▶ _Extract_

.....

After evaluating polymer performance, the combination of surfactant and polymer was assessed for their synergy in recovering residual oil. The first surfactant-polymer test consisted of surfactant flooding in continuous mode, followed by polymer flooding. During the combined SP test, a combined solution of ASP3 polymer and 2S/2A surfactant at optimum concentration was injected. Fig. 9, Fig. 10 show the profiles of recovery factor and pressure drop for both tests. The recovery factor at the end of waterflooding during sequential SP flooding was around 43% OOIP, which later increased to 60% OOIP during surfactant flooding. Polymer flooding displaced an additional 36.4% OOIP, resulting in a total recovery factor of 96.2%. In combined SP flooding, 42% OOIP was produced during conventional waterflooding. The combined surfactant-polymer injection efficiently recovered the residual oil, producing 53% OOIP incremental oil.

Fig. 9.

Recovery factor and pressure drop history of sequential surfactant-polymer (SP) flooding test.

Fig. 10.

Recovery factor and pressure drop history of combined surfactant-polymer (SP) flooding test.

.....

▶ _Task set_
1. Set down the surfactant-polymer flooding excerpt between "Recovery factor and pressure drop history of sequential" and "combined surfactant-polymer (SP) flooding test.", inclusive.
2. According to the surfactant-polymer flooding excerpt, how much oil was produced during conventional waterflooding in the combined SP flooding test?

▶ _Records_
.....

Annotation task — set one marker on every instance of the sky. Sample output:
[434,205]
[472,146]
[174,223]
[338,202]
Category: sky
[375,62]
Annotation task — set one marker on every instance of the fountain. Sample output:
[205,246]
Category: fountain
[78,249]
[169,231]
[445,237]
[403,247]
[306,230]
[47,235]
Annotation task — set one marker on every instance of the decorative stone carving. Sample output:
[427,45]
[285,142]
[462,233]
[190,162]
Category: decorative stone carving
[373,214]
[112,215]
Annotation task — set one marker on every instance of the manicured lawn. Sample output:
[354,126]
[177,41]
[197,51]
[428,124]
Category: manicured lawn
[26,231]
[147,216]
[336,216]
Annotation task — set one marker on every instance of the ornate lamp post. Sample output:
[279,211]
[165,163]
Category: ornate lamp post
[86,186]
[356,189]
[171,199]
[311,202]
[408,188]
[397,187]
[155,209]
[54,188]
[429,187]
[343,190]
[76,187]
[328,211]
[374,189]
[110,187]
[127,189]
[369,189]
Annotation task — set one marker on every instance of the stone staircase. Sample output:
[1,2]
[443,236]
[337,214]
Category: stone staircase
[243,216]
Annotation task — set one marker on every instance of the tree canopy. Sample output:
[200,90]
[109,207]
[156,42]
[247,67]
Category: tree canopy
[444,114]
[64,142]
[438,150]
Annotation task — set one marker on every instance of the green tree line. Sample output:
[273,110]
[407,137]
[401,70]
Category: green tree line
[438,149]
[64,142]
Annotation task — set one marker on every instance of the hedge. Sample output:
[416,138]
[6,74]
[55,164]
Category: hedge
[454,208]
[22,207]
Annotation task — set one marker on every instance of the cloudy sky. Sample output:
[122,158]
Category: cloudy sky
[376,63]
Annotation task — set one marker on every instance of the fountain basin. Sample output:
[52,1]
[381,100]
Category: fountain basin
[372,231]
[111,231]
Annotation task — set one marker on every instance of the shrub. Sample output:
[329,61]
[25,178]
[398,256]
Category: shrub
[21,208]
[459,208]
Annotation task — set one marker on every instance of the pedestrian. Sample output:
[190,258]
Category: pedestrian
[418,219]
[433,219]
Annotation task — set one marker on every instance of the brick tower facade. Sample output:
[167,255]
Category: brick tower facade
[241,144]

.....

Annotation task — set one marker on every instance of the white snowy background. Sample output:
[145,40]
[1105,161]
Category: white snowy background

.....

▶ _List of solutions_
1.
Recovery factor and pressure drop history of sequential surfactant-polymer (SP) flooding test.

Fig. 10.

Recovery factor and pressure drop history of combined surfactant-polymer (SP) flooding test.

2. 42% OOIP